_PASSAGE SHOWN_.
It is the human experience among the faithful to lift up these things to God and say, with varying degrees of politeness, “do something about this.” The fancy word for this is theodicy, and it begs the question of why an omnipotent and loving God allows evil and suffering to persist. As you might imagine, theologians have tied themselves into Gordian knots in answering the question.
Responses to the theodicy question and the persistence of evil are as diverse as humanity itself, but broadly speaking there are a few ways we respond. One is to say that it’s not as bad as it seems, whatever the “it” is. April showers bring May flowers and the sun will come out tomorrow. Or we might say that eggs have to be broken to make a good omelet, that ultimately evil contributes to the good. Either response might get us through the day but might not get us through life.
Christianity does not sugarcoat evil or take a Machiavellian approach that the end justifies the means. Remember that our faith is steeped in a story in which the Savior is killed by injustice and with terrible violence. The story ends with resurrection, but the empty tomb never erases the cross.
So in light of the reality that evil and injustice persist, even though God is omnipotent and loving, what are we to do?
Habakkuk faced a similar situation. God did not stop the Babylonians. God did not protect the temple from being destroyed. God did not save the people from exile. The thing is this is not about what God does or doesn’t do, but is about who God is and who God isn’t.
Habakkuk reaches the decision to rejoice in the Lord in spite of everything. It’s his choice – his not to give evil any kind of ultimate power. His choice to find some hope even in the midst of suffering. He does this because he knows who his God is and what is the essential nature of his God. As one commentator noted, “…no matter how dreadfully the Torah has been perverted by the evil [king], no matter how grossly the poor and the needy have been abused in a land far from God, no matter how monstrously the conquering Babylonians will treat the people and land of Israel, yet [God] will not forget them.”
(https://www.patheos.com/progressive-christian/righteous-faithfulness-john-holbert-10-28-2013.aspx?p=2)
It is not the nature of God to abandon the chosen, beloved people. That is the word that Habakkuk has to proclaim and an invitation he offers to the people not to give up on God. His is a word of waiting, and what to do while waiting, and how to hold on to hope.

_TO DO_.
1. Reproduce verbatim the portion of the Habakkuk passage that begins with the words "Responses to the" and ends with "are we to do?".
2. List each thing the Habakkuk passage says God did not do.
3. Pick up the Habakkuk passage after its final sentence and continue it.

Dataset items:
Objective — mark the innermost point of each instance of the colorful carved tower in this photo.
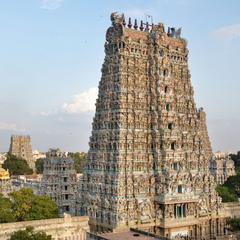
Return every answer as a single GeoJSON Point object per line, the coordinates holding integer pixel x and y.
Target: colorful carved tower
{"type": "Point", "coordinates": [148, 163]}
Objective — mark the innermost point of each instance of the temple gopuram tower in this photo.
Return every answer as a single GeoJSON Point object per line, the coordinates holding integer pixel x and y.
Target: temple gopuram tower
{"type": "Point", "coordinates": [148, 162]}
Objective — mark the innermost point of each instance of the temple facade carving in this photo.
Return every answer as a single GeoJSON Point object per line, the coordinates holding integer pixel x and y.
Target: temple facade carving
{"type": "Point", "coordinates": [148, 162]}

...

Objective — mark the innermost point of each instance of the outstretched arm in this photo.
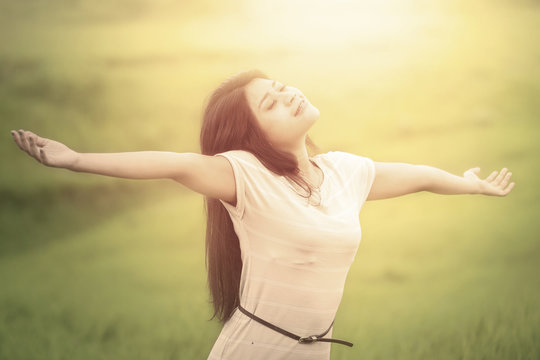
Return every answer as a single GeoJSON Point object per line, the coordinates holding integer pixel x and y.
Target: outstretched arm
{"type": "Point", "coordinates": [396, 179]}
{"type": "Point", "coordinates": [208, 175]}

_EXPECTED ANSWERS_.
1.
Responses to the theodicy question and the persistence of evil are as diverse as humanity itself, but broadly speaking there are a few ways we respond. One is to say that it’s not as bad as it seems, whatever the “it” is. April showers bring May flowers and the sun will come out tomorrow. Or we might say that eggs have to be broken to make a good omelet, that ultimately evil contributes to the good. Either response might get us through the day but might not get us through life.
Christianity does not sugarcoat evil or take a Machiavellian approach that the end justifies the means. Remember that our faith is steeped in a story in which the Savior is killed by injustice and with terrible violence. The story ends with resurrection, but the empty tomb never erases the cross.
So in light of the reality that evil and injustice persist, even though God is omnipotent and loving, what are we to do?

2.
- Stop the Babylonians
- Protect the temple from being destroyed
- Save the people from exile

3.
We have been in a time of waiting for about 2000 years now, but for the faithful, for the followers of Jesus, it has not been an idle waiting. You can do a lot while waiting. If I have an appointment in fifteen minutes, I know that’s not enough time to start a big project. But you would be amazed at how many e-mails I get through, how many papers I recycle, and how clear my desk gets while I’m waiting for my friend to show up.
Former Presbyterian Co-Moderator Jan Edmiston tells a story that might help us understand a little about faithful waiting. She had attended a talk by Eboo Patel, who founded the Interfaith Youth Core, a Chicago-based international nonprofit that aims to promote interfaith cooperation. She writes, “Eboo Patel always inspires me and makes me want to be a better Christian. When he spoke [last] Tuesday night at Queens University in Charlotte, he told a story about Martin Luther King, Jr., that I’ve been trying to find with no luck, so I’ll share the gist of it here.
“It was the late 1950s/early 1960s and Dr. King was living in a violent and dangerous United States. His home had been bombed. … Crosses were burning and Jim Crow was alive and well. In 1963 a Birmingham church was bombed, killing four young black girls. Our nation was on fire.
“Dr. King was asked, ‘If you could live in any time in history, when would you live?’ He pondered the thought of living in the time of Socrates or Plato imagining the amazing conversations he could have. He imagined being with the first followers of Jesus and what he could learn from them. He considered all the monumental times in history and what it would be like to be at the signing of the Declaration of Independence or at the signing of the Emancipation Proclamation.
“But as tempting as those extraordinary periods of history would be, Dr. King said that he would most like to live in the time he was actually living. Even with the racial injustice, random cruelties, and national divisions he understood the particular time in which he lived to be the perfect opportunity to do good work.”
(https://achurchforstarvingartists.blog/2020/02/20/this-is-a-great-time-to-be-an-american-christian/)
This is the perfect opportunity to do good work because everything is not yet right. We don’t have to look very far to see the deep truth of that statement. Theologian Shirley Guthrie reminds us that “According to Jesus, the evil that was unleashed at the very beginning of history and has been at work through all history will be there until the very end.” (Christian Doctrine, 1994)
That doesn’t mean God is not at work in us and among us and that doesn’t mean that we are to give up on the work that we have been called to. The injustice and suffering we see challenges our faith, challenges our own wrestling with the nature of God in the midst of all that is wrong. We may lose our faith, but God will not lose us. Or we may echo what Habakkuk says, that in the midst of all that is wrong, “yet I will rejoice in the Lord.”
So friends, as it has been written, “Do not be daunted by the enormity of the world’s grief. Do justice, now. Love mercy, now. Walk humbly, now. You are not obligated to complete the work, but neither are you free to abandon it.”
To the glory of God.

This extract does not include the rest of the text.